Dalam rangka
pengaturan proses impor produk hortikultura, Pemerintah telah menerbitkan
Peraturan Menteri Pertanian Nomor 60 Tahun 2012 tentang Rekomendasi Impor
Produk Hortikultura dan Peraturan Menteri Perdagangan Nomor 60 Tahun 2012
tentang Perubahan Ketentuan Impor Produk Hortikultura, dan mulai resmi
diberlakukan sejak tanggal 28 September 2012. Kedua peraturan ini diterbitkan
dengan semangat pengamanan pangan dan bahan baku industri sekaligus dalam
rangka pembenahan standar produk pertanian (khususnya produk hortikultura)
dengan tujuan untuk meningkatkan daya saing Indonesia dalam perdagangan
internasional.
Permentan Nomor
60 Tahun 2012 mensyaratkan bahwa impor produk hortikultura baik dalam bentuk
produk hortikultura segar untuk tujuan konsumsi, produk hortikultura untuk
bahan baku industri maupun produk hortikultura olahan, hanya dapat dilaksanakan
setelah memperoleh surat Rekomendasi Impor Produk Hortikultura (RIPH) yang
diterbitkan oleh Kementerian Pertanian. Selain persyaratan RIPH, Permendag
Nomor 60 Tahun 2012 juga mengatur bahwa importir yang diijinkan untuk melakukan
pemasukan produk hortikultura ke dalam wilayah Indonesia adalah importir yang
telah mengantongi ijin baik sebagai Importir Produsen Produk Hortikultura (IP)
maupun Importir Terdaftar Produk Hortikultura (IT). Impor hanya dapat
dilaksanakan setelah memperoleh persetujuan impor dari Kementerian Perdagangan.

BLOK DATA
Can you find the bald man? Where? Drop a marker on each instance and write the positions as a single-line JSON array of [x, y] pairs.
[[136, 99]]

TUGAS LATIHAN
1. Salin bagian teks tentang impor produk hortikultura dari "Permentan Nomor" sampai "Produk Hortikultura (IP)".
2. Terjemahkan ke dalam bahasa Inggris kalimat dari teks tentang impor produk hortikultura ini: "Impor hanya dapat dilaksanakan setelah memperoleh persetujuan impor dari Kementerian Perdagangan."
Baris-baris di atas diambil dari sumber yang berbeda.

JAWABAN LATIHAN
1.
Permentan Nomor
60 Tahun 2012 mensyaratkan bahwa impor produk hortikultura baik dalam bentuk
produk hortikultura segar untuk tujuan konsumsi, produk hortikultura untuk
bahan baku industri maupun produk hortikultura olahan, hanya dapat dilaksanakan
setelah memperoleh surat Rekomendasi Impor Produk Hortikultura (RIPH) yang
diterbitkan oleh Kementerian Pertanian. Selain persyaratan RIPH, Permendag
Nomor 60 Tahun 2012 juga mengatur bahwa importir yang diijinkan untuk melakukan
pemasukan produk hortikultura ke dalam wilayah Indonesia adalah importir yang
telah mengantongi ijin baik sebagai Importir Produsen Produk Hortikultura (IP)

2. Imports may only be carried out after obtaining import approval from the Ministry of Trade.